Aim of the exercise: The records that follow are to be reproduced exactly. Any pictures in them are left out.

Source records:
+===+
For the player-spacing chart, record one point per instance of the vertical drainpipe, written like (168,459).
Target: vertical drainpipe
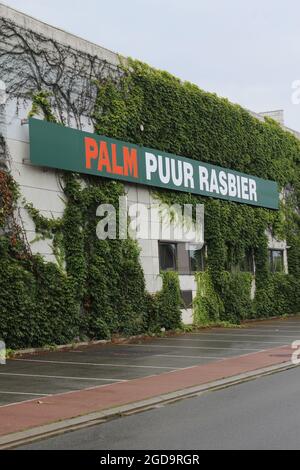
(3,126)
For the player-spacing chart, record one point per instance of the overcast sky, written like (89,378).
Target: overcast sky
(246,51)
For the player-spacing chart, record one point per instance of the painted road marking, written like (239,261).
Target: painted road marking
(274,330)
(187,347)
(190,357)
(25,393)
(93,364)
(61,377)
(230,335)
(218,341)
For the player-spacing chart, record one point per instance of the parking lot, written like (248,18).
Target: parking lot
(38,376)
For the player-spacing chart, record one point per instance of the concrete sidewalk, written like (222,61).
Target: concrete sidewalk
(15,418)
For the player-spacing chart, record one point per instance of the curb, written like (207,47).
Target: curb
(54,429)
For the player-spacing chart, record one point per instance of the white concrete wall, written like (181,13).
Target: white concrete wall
(42,189)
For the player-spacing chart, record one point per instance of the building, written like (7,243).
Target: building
(41,187)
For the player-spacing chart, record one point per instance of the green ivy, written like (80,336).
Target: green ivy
(97,287)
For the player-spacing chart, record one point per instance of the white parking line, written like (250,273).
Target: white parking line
(27,394)
(129,366)
(187,347)
(230,335)
(218,340)
(230,330)
(61,377)
(189,357)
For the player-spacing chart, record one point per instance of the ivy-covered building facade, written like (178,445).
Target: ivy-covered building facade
(59,283)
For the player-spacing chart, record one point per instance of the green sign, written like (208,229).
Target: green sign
(54,146)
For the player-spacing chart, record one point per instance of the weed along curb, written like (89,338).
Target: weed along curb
(93,419)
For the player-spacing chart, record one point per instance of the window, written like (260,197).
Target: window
(197,260)
(276,261)
(246,265)
(187,298)
(168,256)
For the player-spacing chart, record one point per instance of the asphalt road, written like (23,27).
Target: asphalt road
(37,376)
(261,414)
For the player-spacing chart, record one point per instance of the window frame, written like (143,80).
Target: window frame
(271,260)
(191,271)
(164,243)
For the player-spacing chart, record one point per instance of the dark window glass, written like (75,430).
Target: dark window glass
(247,263)
(187,298)
(197,260)
(167,256)
(276,261)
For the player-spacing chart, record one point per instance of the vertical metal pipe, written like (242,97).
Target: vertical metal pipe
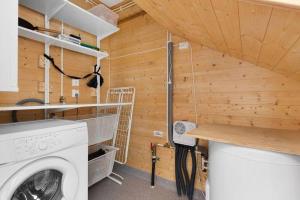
(170,90)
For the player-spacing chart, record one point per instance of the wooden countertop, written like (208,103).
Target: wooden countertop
(283,141)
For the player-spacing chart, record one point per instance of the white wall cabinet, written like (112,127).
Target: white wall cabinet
(9,46)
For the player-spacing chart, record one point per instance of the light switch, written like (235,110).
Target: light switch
(75,82)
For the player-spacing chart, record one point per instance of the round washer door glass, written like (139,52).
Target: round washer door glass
(49,178)
(44,185)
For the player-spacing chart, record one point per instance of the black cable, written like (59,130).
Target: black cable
(193,175)
(181,179)
(14,117)
(184,169)
(70,76)
(177,170)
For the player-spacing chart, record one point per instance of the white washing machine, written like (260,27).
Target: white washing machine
(44,160)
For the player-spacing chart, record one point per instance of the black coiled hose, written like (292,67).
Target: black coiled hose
(184,182)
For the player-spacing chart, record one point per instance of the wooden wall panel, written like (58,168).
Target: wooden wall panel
(262,32)
(254,20)
(228,90)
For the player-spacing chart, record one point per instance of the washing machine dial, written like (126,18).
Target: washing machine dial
(43,145)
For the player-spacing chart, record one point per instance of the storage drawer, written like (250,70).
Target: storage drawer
(102,166)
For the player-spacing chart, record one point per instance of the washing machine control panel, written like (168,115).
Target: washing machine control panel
(38,145)
(35,144)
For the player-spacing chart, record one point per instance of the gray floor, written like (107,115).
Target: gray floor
(133,188)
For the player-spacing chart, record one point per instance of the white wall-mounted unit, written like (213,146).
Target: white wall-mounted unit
(9,46)
(47,39)
(72,15)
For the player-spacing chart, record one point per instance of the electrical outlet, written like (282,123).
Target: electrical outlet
(41,87)
(75,93)
(93,92)
(183,45)
(158,133)
(41,61)
(75,82)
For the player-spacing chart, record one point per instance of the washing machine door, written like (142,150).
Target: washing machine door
(48,178)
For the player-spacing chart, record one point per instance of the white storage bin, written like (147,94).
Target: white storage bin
(101,128)
(102,166)
(105,13)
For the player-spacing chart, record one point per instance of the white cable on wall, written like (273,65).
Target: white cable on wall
(194,85)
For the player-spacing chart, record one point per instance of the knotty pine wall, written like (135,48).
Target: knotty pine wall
(228,90)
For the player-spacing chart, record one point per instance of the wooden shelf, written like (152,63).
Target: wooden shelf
(59,107)
(283,141)
(73,15)
(40,37)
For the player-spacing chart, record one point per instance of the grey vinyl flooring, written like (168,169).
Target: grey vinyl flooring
(133,188)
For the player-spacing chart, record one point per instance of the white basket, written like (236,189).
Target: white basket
(101,167)
(101,128)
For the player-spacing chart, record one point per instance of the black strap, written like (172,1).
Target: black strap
(70,76)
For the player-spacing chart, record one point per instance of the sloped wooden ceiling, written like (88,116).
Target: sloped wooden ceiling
(263,32)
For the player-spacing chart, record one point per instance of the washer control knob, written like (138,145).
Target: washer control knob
(43,146)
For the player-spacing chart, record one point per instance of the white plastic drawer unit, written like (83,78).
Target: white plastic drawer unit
(9,46)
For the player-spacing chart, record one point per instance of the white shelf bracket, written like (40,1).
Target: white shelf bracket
(56,10)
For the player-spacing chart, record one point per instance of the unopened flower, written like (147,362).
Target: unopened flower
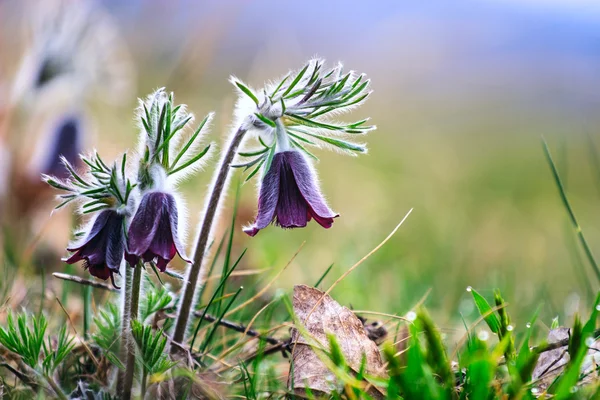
+===+
Worked solution:
For the player-spacing chart, record one point per instance of the vertical drainpipe, written like (168,459).
Target: vertical drainpipe
(3,126)
For the player-spacing chart, record one point per instance of the overcast sky, written like (89,378).
Target: overcast sky
(246,51)
For the player-spacing chart, record one point per instance of the painted road marking, written like (239,261).
Target: painted road marking
(274,330)
(187,347)
(190,357)
(25,393)
(93,364)
(61,377)
(230,335)
(218,341)
For the player-spacing chart, record one point per instance of the parking lot, written like (248,18).
Target: parking lot
(38,376)
For the player-spacing chart, record one point per instance of the concrete sidewalk, written like (222,61).
Target: concrete sidewalk
(15,418)
For the player-spacing chart, record one point per instance of the curb, written like (207,47).
Target: curb
(54,429)
For the player-spacing chart, record one point per instance of the white concrete wall, written like (181,13).
Target: white concrete wall
(42,189)
For the player-spacing chart, record one point per instance of the building, written like (7,243).
Target: building
(41,187)
For the player-spacing chart, record one point per instance of the green ivy, written like (80,336).
Target: green ivy
(97,287)
For the player-spacing chart, record one point per instance of the white parking line, written like (250,273).
Target: white parking line
(27,394)
(129,366)
(187,347)
(230,335)
(218,340)
(230,330)
(61,377)
(189,357)
For the player-spacing chart, record one point per instance of the ivy-covered building facade, written like (178,445).
Target: ivy-covered building facade
(59,283)
For the player-spacing chart, record one point per instance of the green sign, written like (208,229).
Target: green sign
(54,146)
For the player-spacing chart, record one point per instance of the weed along curb, written like (89,338).
Target: weed along curb
(93,419)
For the player-spacing chart, record one point per instance of the window, written like (260,197).
Target: window
(197,260)
(276,261)
(246,265)
(187,298)
(168,256)
For the player-spacing chart, record one point per instance of the asphalt road, written like (23,27).
Target: asphalt road
(37,376)
(261,414)
For the player-spacing chart, record one point per instance of the window frame, written like (143,80).
Target: window frame
(271,260)
(191,271)
(164,243)
For the player-spacing chart, record one point per instance of the dark window glass, written like (75,430).
Target: dark window glass
(247,263)
(187,298)
(197,260)
(167,256)
(276,261)
For the player-spacing chart, record one point per instance of the vertical metal pipe, written like (242,97).
Target: vertical metal pipe
(170,90)
For the player-spacing chart, record one point per instance of the wooden countertop, written like (208,103).
Target: wooden countertop
(283,141)
For the player-spacing chart, record one point per instance of the white wall cabinet, written like (112,127).
Target: white wall cabinet
(9,46)
For the player-spacing chart, record one point per instance of the light switch, written like (235,110).
Target: light switch
(75,82)
For the player-spacing chart, record one point per instance of the round washer door glass, written like (139,52).
Target: round washer door glass
(49,178)
(44,185)
For the player-spacing chart, record one point per instance of the black cable, written like (59,130).
Target: black cable
(193,175)
(181,179)
(14,117)
(184,169)
(70,76)
(177,170)
For the player-spacing chart, record one point per instance of the white washing machine, written like (260,27).
Target: white washing machine
(44,160)
For the player-spacing chart, record one point per instance of the black coiled hose, written like (292,67).
Target: black coiled hose
(184,182)
For the player-spacing chart, record one point per instance of the wooden wall panel, written like (58,168).
Target: wooden wall panel
(262,32)
(254,20)
(228,90)
For the player-spacing chart, record one point per instance of the washing machine dial, written like (126,18).
Target: washing machine dial
(43,145)
For the player-spacing chart, record one point per instance of the storage drawer, written like (250,70).
Target: storage drawer
(102,166)
For the player-spacing chart, record one point per instance of the washing machine control panel, written like (168,115).
Target: washing machine control panel
(38,145)
(35,144)
For the player-spacing chart, record one point per instance of the gray floor, written like (107,115).
Target: gray floor
(133,188)
For the player-spacing chart, record one point per instance of the white wall-mounted unit, written like (213,146).
Target: white wall-mounted unit
(9,46)
(47,39)
(72,15)
For the player-spacing chart, record one point per instance of the electrical outlet, written like (282,123).
Target: electrical outlet
(41,87)
(75,93)
(93,92)
(183,45)
(158,133)
(41,61)
(75,82)
For the player-spacing chart, record one point per instance of the washing machine door, written like (142,150).
Target: washing machine door
(48,178)
For the player-spacing chart, record one point per instance of the white storage bin, written like (147,94).
Target: white storage bin
(101,128)
(102,166)
(105,13)
For the player-spacing chart, record one point per instance of the white cable on wall, written like (273,65).
Target: white cable on wall
(194,85)
For the player-spacing chart, record one point per instance of the knotty pine wall, written like (135,48).
Target: knotty pine wall
(228,90)
For the player-spacing chart, record one point per instance of the wooden shelf, written like (152,63).
Target: wooden shelf
(59,107)
(283,141)
(73,15)
(40,37)
For the player-spacing chart, record one point per instance of the grey vinyl flooring, written like (168,169).
Target: grey vinyl flooring
(133,188)
For the player-spacing chart, record one point per instance of the white basket, written like (236,189).
Target: white basket
(101,167)
(101,128)
For the player-spacing chart, record one point per instance of the black strap, written like (172,1).
Target: black strap
(70,76)
For the player-spacing chart, record one point per instance of the sloped wooden ceiling, written like (88,116).
Target: sloped wooden ceiling
(263,32)
For the player-spacing chart, record one point per instance of the washer control knob, written like (138,145).
Target: washer control knob
(43,146)
For the player-spacing chart, record one point per instance of the white plastic drawer unit, written like (83,78).
Target: white plastic drawer unit
(9,46)
For the player-spacing chart, record one point per instance of the white shelf bracket, written like (40,1).
Target: white shelf bracket
(56,10)
For the player-spacing chart, record one point per instance of the unopened flower, written like (147,362).
Target: unopened flower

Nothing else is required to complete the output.